● Text block:
Technical information
- Licensing authority: FCC
- Facility ID: 776145
- ERP: 720 kW
- HAAT: 593.9 m (1,948 ft)
- Transmitter coordinates: 47°20′32″N 97°17′21″W﻿ / ﻿47.34222°N 97.28917°W

Links
- Public license information: Public file; LMS;
- Website: www.bek.tv

= KNGF =

Television station in Grand Forks, North Dakota

KNGF (channel 27) is a sports-formatted independent television station licensed to Grand Forks, North Dakota, United States, serving the Fargo–Grand Forks television market. The station is owned by BEK Sports Network, Inc., a subsidiary of BEK Communications Cooperative. KNGF's transmitter is located on the KVLY-TV mast near Blanchard, North Dakota.

● Data supplied:
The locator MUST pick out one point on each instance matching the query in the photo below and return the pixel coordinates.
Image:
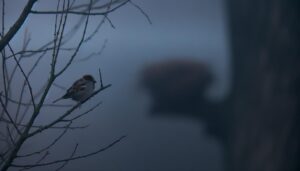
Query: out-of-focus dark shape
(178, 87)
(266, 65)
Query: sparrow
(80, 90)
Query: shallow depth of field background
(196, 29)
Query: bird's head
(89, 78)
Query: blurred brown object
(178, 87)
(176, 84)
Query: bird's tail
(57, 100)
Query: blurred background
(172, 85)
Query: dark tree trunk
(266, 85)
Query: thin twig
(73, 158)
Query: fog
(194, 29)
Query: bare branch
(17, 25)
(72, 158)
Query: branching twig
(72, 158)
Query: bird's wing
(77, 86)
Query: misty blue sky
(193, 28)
--
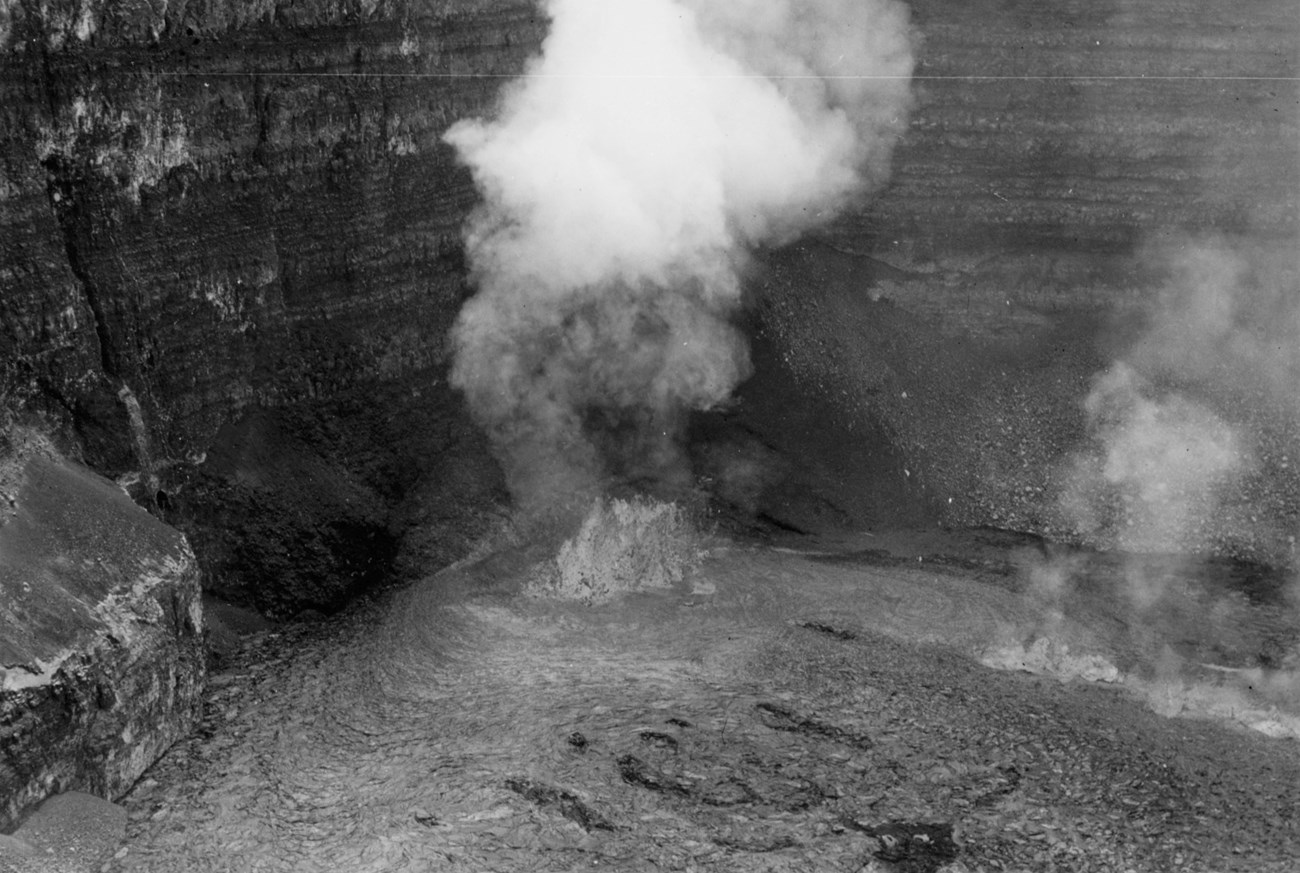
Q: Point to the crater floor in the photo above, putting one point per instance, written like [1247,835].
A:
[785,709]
--
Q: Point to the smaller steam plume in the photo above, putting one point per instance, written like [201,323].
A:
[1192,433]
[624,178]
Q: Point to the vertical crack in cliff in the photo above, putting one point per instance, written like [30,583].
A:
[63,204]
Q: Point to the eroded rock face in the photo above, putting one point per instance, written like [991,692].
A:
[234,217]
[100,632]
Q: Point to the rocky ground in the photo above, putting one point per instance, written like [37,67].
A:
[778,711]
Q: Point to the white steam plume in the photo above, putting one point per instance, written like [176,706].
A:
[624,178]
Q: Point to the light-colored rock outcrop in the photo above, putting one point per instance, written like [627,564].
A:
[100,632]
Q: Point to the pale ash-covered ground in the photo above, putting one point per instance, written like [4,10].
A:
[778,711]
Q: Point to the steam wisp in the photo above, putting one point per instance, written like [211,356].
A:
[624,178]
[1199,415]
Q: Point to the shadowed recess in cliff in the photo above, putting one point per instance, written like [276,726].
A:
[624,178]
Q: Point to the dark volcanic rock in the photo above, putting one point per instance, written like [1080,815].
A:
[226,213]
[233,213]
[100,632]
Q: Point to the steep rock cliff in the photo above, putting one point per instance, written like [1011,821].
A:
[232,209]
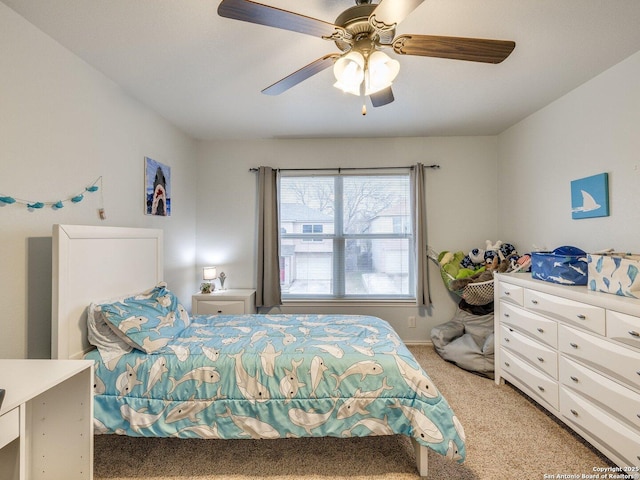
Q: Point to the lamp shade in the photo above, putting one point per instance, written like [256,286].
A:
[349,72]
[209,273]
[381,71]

● Instructions to follow: According to the text about KNGF, near which town is the station's transmitter located?

● Solved problem: Blanchard, North Dakota